Take the line containing "For the shot-chart build, locate every instance of the purple" and all lines after it to the end of the records, and output them exactly.

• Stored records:
□ □ □ □ □

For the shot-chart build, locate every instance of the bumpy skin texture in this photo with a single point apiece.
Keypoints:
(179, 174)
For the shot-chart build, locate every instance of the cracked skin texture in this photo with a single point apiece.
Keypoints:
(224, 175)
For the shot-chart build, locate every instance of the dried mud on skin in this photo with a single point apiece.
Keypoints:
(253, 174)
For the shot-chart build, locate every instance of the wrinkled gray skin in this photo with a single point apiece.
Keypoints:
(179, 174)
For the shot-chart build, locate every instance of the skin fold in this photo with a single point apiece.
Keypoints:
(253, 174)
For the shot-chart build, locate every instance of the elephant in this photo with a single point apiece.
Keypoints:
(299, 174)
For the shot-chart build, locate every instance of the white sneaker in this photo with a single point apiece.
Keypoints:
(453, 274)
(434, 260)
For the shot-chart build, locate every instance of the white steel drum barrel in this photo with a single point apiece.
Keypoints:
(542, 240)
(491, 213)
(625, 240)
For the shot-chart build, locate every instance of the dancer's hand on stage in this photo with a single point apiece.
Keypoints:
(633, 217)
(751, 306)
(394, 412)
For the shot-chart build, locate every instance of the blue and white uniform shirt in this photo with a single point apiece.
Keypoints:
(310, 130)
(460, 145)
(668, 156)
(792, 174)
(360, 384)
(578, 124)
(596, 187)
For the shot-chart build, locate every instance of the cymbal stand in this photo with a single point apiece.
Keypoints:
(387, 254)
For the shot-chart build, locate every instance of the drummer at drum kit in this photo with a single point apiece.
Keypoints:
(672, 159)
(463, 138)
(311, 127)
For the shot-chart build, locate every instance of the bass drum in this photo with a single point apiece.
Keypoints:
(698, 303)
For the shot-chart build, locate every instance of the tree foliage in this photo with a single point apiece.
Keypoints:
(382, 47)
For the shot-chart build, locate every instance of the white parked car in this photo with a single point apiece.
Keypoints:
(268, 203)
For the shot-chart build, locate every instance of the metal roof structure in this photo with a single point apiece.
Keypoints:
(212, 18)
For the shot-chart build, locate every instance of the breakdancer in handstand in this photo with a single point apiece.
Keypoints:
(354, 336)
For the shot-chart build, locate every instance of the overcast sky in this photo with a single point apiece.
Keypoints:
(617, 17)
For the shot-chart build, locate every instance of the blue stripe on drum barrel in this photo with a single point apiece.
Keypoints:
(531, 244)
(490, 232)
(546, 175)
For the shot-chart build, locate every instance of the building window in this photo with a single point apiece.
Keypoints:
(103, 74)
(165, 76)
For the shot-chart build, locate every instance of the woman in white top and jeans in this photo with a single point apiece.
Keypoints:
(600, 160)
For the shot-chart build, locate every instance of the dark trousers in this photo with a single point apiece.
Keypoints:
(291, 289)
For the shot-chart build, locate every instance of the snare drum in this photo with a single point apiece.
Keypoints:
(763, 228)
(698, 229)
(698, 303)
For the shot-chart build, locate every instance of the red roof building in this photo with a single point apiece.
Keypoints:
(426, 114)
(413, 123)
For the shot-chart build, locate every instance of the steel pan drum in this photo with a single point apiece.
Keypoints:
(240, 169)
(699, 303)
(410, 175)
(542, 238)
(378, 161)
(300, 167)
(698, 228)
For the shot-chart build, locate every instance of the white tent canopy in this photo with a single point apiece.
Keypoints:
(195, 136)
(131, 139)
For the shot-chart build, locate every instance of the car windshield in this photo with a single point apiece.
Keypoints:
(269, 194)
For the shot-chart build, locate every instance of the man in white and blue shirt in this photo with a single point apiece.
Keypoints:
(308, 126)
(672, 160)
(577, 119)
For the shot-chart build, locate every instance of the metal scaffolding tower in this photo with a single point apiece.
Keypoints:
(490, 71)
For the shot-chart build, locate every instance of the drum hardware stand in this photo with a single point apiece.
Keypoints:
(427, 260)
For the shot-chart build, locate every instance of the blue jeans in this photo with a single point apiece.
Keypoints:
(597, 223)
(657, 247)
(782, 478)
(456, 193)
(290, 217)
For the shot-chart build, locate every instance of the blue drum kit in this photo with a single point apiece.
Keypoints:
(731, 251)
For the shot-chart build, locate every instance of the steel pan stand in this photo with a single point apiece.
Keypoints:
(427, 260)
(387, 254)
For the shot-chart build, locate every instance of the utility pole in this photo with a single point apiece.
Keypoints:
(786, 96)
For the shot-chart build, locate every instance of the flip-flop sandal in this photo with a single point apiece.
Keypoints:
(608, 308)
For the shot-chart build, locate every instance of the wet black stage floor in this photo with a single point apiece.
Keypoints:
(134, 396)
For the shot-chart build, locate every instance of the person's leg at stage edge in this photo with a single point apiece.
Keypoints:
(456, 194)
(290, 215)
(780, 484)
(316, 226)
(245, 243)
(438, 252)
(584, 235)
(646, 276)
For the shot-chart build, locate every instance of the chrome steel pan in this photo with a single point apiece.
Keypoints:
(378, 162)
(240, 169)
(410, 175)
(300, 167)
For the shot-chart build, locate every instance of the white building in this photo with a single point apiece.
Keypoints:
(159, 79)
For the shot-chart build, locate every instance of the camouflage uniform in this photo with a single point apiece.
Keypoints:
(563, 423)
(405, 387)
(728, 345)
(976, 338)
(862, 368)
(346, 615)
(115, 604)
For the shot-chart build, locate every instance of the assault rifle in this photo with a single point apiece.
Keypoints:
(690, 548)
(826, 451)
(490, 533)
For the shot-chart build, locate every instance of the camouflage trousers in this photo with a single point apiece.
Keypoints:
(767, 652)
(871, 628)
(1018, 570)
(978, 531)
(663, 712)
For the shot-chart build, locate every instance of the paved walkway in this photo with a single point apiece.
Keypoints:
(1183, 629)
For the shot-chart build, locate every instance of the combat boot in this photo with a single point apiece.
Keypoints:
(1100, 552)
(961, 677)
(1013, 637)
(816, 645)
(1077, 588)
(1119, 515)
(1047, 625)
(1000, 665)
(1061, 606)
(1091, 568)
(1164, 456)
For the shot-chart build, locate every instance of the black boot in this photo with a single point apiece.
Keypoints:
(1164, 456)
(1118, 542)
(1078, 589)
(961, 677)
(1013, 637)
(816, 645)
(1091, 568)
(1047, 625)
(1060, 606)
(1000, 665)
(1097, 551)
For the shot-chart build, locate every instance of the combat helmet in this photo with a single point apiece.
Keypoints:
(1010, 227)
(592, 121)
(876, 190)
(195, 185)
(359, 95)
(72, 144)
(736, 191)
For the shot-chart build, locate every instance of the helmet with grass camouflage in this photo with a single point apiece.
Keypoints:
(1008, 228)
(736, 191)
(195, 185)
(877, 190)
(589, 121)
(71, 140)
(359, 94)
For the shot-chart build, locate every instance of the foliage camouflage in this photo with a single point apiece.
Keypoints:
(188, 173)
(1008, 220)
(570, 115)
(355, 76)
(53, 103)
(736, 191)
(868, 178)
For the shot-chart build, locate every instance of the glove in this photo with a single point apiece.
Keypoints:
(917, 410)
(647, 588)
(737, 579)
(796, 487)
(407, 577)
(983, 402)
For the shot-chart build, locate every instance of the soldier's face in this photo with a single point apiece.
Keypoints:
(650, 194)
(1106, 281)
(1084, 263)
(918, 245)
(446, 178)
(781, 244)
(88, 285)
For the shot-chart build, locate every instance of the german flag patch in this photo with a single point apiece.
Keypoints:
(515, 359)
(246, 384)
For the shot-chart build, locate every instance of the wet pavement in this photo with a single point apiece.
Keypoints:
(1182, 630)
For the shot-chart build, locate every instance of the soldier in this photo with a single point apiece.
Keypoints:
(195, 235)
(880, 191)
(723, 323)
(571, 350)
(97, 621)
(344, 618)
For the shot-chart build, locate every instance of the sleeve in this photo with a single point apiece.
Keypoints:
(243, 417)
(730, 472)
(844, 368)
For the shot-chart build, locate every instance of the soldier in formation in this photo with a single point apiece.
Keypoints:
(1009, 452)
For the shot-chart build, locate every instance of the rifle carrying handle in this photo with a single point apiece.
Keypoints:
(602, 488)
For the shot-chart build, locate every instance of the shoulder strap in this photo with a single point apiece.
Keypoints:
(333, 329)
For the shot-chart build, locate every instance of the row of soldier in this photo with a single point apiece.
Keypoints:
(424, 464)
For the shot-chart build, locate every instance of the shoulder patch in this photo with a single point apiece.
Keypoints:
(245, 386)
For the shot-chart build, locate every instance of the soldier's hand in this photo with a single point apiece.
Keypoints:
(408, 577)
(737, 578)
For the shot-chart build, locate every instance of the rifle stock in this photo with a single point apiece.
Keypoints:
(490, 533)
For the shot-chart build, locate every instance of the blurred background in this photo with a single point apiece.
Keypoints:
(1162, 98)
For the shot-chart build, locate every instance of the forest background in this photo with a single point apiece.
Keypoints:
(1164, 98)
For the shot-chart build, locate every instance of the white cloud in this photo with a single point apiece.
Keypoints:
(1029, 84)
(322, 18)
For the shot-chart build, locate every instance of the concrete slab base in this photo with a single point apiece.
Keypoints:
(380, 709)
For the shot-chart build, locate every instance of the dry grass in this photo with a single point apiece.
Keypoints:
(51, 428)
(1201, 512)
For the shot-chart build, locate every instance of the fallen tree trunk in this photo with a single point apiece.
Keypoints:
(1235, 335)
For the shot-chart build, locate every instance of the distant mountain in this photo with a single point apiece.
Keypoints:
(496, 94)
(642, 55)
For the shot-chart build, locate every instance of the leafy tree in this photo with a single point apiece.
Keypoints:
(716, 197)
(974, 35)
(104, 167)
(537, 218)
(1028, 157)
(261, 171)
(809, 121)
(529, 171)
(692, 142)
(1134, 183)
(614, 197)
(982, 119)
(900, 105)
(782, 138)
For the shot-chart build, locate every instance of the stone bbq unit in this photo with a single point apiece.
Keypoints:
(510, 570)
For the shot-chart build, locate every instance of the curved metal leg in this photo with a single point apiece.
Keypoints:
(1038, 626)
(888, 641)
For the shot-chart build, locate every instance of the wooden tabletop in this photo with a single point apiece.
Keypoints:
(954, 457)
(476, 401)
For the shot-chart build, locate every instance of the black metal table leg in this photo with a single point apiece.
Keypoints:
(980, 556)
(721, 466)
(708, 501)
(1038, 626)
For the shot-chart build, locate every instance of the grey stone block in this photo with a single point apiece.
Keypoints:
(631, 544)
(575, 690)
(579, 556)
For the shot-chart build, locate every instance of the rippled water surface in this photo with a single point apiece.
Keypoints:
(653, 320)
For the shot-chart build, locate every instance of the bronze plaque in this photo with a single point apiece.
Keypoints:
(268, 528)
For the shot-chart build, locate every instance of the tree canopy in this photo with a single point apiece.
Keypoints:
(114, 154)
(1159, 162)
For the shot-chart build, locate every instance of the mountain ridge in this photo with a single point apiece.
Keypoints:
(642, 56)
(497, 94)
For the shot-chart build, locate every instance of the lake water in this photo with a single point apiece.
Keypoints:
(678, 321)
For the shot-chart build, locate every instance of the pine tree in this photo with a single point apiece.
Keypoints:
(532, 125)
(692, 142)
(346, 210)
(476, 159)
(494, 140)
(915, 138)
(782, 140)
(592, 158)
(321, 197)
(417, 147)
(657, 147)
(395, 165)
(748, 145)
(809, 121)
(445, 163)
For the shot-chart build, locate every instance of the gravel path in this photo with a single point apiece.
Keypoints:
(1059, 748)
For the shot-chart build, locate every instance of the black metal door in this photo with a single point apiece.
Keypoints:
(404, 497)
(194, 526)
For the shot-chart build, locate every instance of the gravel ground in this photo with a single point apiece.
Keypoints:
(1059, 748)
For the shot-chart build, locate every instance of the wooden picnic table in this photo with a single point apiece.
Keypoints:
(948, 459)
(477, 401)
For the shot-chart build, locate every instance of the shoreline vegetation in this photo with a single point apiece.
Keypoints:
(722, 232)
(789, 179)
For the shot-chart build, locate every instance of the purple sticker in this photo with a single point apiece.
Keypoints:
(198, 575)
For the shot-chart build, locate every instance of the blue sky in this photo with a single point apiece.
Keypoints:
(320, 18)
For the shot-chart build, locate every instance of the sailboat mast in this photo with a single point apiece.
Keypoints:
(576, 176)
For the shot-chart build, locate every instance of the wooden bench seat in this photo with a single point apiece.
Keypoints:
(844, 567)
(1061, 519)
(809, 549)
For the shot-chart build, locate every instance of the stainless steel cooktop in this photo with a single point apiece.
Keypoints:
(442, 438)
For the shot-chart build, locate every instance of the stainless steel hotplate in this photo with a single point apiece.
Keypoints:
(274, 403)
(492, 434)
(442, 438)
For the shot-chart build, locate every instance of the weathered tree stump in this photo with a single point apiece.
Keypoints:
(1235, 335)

□ □ □ □ □

• COMPLETE OUTPUT:
For the shot-chart build, locate every instance of the purple sticker in this photo with a single point apiece.
Keypoints:
(198, 575)
For the shot-chart build, locate every instance of the blue sky in this photo with a single point apiece.
Keypoints:
(320, 18)
For the shot-chart build, locate every instance of the sailboat mast in this photo with a single point apiece.
Keypoints:
(576, 176)
For the shot-chart build, locate every instance of the wooden bench seat in this photo with a single point apiece.
Keypoints:
(844, 567)
(1061, 519)
(809, 549)
For the shot-chart build, locate every instance of the stainless steel cooktop in this photo with a single point apiece.
Keypoints:
(442, 438)
For the shot-chart build, locate every instance of the stainless steel hotplate in this photo with a single point apiece.
Keypoints:
(274, 403)
(492, 434)
(442, 438)
For the shot-chart build, locate every instance of the weathered tree stump in this photo with a single point apiece.
Keypoints:
(1235, 335)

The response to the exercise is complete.